__SOURCE__.
>> Start

Here's the Parser class we will implement in the rest of the post. We initialise it with a list of tokens obtained from scanning phase, and uses some helper functions similar to the Scanner class to perform parsing. The entry point would be the expression function to produce a AST for a single expression.

class Parser:
    def __init__(self, tokens: list[Token]):
        self.tokens = tokens
        self.current = 0
        
    def is_at_end(self):
        return self.peek().token_type == TokenType.EOF
        
    def check(self, token_type: TokenType) -> bool:
        if self.is_at_end():
            return False
        return self.peek().token_type == token_type

    def advance(self):
        if not self.is_at_end():
            self.current += 1
    
    def previous(self):
        return self.tokens[self.current - 1]
    
    def peek(self):
        return self.tokens[self.current]
    
    def match(self, *token_types) -> bool:
        for token_type in token_types:
            if self.check(token_type):
                self.advance()
                return True
        return False        
        
    def consume(self, token_type, error_msg):
        if self.check(token_type):
            return self.advance()

        # error handling tbd
    
    def expression(self):
        raise NotImplementedError()

Booleans, Nil, Number and String Literals

These literals are the simplest expressions to parse since they're just single tokens that map directly to literal values. For boolean literals, we need to handle the true and false keywords. When the parser encounters these tokens, it creates a Literal expression node with the corresponding boolean value. So, in Parser class, we add:

def primary(self):
    if self.match(TokenType.FALSE):
        return Literal(False)
    
    if self.match(TokenType.TRUE):
        return Literal(True)
    
    if self.match(TokenType.NIL):
        return Literal(None)
    
    if self.match(TokenType.NUMBER, TokenType.STRING):
        return Literal(self.previous().literal)

>> End

__DIRECTIONS__. Reproduce the text about the Parser class in full, without changing a character.

(Entries from a pointing dataset)
>> Start

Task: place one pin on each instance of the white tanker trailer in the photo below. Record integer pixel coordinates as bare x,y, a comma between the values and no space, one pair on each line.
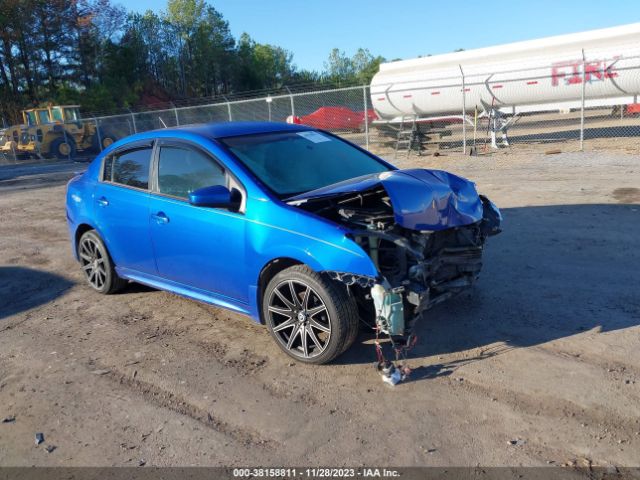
523,76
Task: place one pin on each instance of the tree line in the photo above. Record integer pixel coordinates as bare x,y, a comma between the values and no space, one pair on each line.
97,54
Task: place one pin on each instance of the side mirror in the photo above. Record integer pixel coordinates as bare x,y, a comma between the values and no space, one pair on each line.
217,196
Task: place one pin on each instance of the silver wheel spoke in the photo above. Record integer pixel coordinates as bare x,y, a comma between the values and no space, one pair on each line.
303,337
285,324
282,311
293,294
319,326
314,338
284,299
292,337
305,298
314,311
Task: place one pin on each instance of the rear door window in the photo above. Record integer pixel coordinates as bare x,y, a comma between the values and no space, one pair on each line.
130,167
181,170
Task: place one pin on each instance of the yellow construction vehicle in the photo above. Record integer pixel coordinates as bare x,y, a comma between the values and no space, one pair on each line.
58,131
9,140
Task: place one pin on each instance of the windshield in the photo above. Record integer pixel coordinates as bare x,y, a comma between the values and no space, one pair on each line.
291,163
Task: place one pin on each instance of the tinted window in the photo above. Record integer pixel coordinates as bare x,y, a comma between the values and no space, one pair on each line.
296,162
182,170
129,168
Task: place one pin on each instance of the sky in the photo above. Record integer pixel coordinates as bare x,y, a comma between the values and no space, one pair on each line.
407,28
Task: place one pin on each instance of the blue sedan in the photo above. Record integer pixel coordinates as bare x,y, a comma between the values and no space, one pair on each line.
295,227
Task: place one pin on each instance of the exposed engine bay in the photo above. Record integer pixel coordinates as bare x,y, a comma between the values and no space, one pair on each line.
419,267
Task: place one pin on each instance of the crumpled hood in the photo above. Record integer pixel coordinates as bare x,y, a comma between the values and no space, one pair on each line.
422,199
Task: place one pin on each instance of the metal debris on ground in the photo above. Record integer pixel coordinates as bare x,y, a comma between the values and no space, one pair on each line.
518,442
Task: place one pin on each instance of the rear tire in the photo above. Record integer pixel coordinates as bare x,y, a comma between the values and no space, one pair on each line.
312,318
97,265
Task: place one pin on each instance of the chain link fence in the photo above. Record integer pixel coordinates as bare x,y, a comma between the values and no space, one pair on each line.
590,119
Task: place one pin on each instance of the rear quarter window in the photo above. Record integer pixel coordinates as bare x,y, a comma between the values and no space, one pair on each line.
130,168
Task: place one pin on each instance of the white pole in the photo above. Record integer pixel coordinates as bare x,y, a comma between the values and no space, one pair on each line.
366,116
464,113
584,84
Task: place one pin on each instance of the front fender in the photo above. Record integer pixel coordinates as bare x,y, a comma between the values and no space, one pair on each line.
317,243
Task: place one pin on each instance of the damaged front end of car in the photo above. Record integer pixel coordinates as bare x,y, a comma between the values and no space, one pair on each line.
424,230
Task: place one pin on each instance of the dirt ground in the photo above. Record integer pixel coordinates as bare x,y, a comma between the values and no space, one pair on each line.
538,365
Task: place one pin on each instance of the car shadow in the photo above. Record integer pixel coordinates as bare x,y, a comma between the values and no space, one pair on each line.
554,272
23,288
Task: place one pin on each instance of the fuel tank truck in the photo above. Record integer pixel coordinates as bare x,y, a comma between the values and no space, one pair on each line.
516,77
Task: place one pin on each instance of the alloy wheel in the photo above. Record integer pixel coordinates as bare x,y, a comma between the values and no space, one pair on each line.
92,261
299,319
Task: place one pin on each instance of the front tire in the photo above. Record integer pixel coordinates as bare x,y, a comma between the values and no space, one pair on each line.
97,266
310,317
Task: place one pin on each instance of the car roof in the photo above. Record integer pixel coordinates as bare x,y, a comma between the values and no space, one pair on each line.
233,129
209,131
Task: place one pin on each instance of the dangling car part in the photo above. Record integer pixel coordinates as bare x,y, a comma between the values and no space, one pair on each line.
424,231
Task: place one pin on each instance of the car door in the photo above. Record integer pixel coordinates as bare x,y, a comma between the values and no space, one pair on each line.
121,206
200,247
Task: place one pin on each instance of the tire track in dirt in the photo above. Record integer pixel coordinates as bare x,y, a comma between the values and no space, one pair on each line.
160,397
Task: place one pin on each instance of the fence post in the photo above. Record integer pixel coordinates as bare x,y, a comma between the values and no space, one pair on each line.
293,108
366,116
464,113
175,112
228,108
98,133
133,120
584,85
66,141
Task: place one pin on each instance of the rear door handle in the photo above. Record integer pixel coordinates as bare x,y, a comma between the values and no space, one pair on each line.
160,218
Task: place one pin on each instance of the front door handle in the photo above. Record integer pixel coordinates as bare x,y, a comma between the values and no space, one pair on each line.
160,218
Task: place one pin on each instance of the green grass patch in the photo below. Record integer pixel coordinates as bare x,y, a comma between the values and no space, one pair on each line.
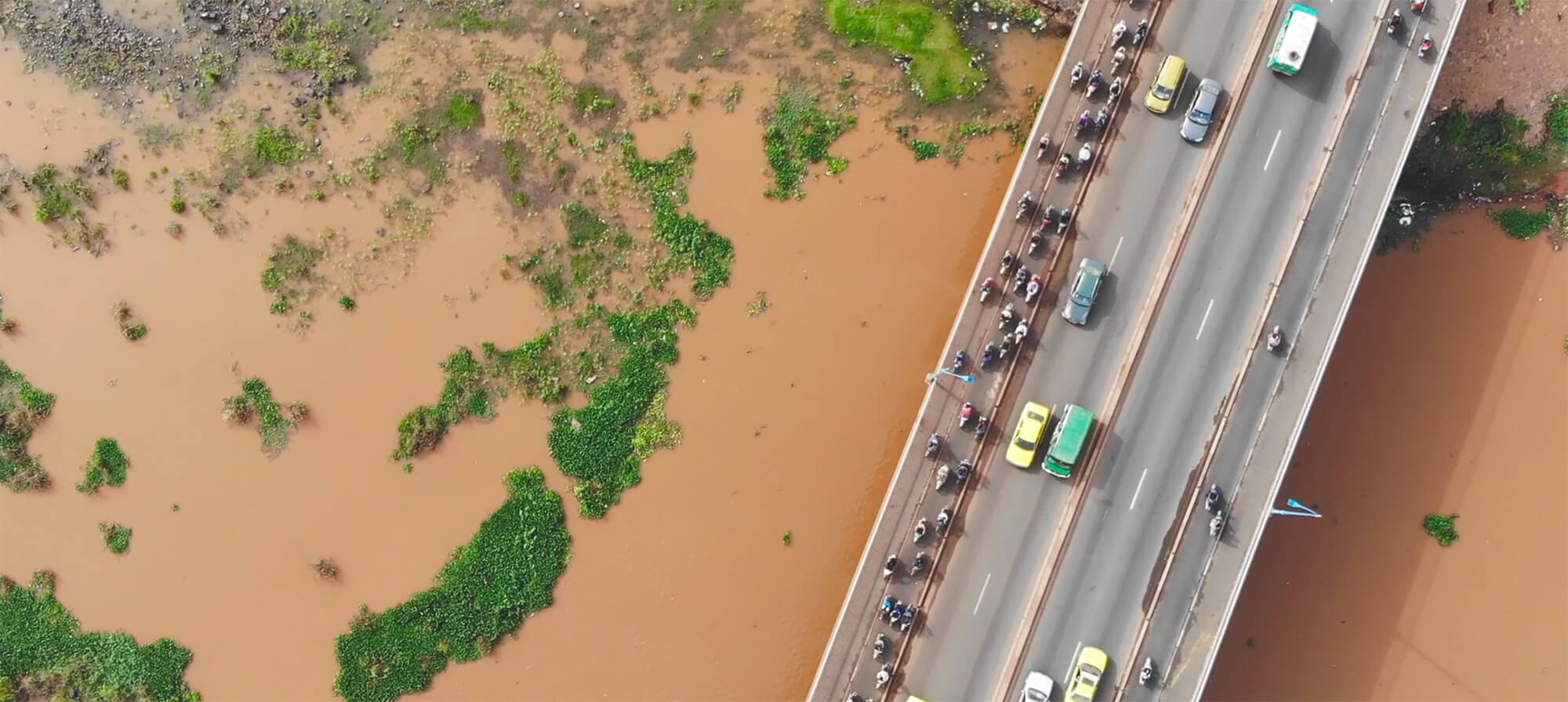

>> End

__RESULT__.
Here's the Parser class we will implement in the rest of the post. We initialise it with a list of tokens obtained from scanning phase, and uses some helper functions similar to the Scanner class to perform parsing. The entry point would be the expression function to produce a AST for a single expression.

class Parser:
    def __init__(self, tokens: list[Token]):
        self.tokens = tokens
        self.current = 0
        
    def is_at_end(self):
        return self.peek().token_type == TokenType.EOF
        
    def check(self, token_type: TokenType) -> bool:
        if self.is_at_end():
            return False
        return self.peek().token_type == token_type

    def advance(self):
        if not self.is_at_end():
            self.current += 1
    
    def previous(self):
        return self.tokens[self.current - 1]
    
    def peek(self):
        return self.tokens[self.current]
    
    def match(self, *token_types) -> bool:
        for token_type in token_types:
            if self.check(token_type):
                self.advance()
                return True
        return False        
        
    def consume(self, token_type, error_msg):
        if self.check(token_type):
            return self.advance()

        # error handling tbd
    
    def expression(self):
        raise NotImplementedError()

Booleans, Nil, Number and String Literals

These literals are the simplest expressions to parse since they're just single tokens that map directly to literal values. For boolean literals, we need to handle the true and false keywords. When the parser encounters these tokens, it creates a Literal expression node with the corresponding boolean value. So, in Parser class, we add:

def primary(self):
    if self.match(TokenType.FALSE):
        return Literal(False)
    
    if self.match(TokenType.TRUE):
        return Literal(True)
    
    if self.match(TokenType.NIL):
        return Literal(None)
    
    if self.match(TokenType.NUMBER, TokenType.STRING):
        return Literal(self.previous().literal)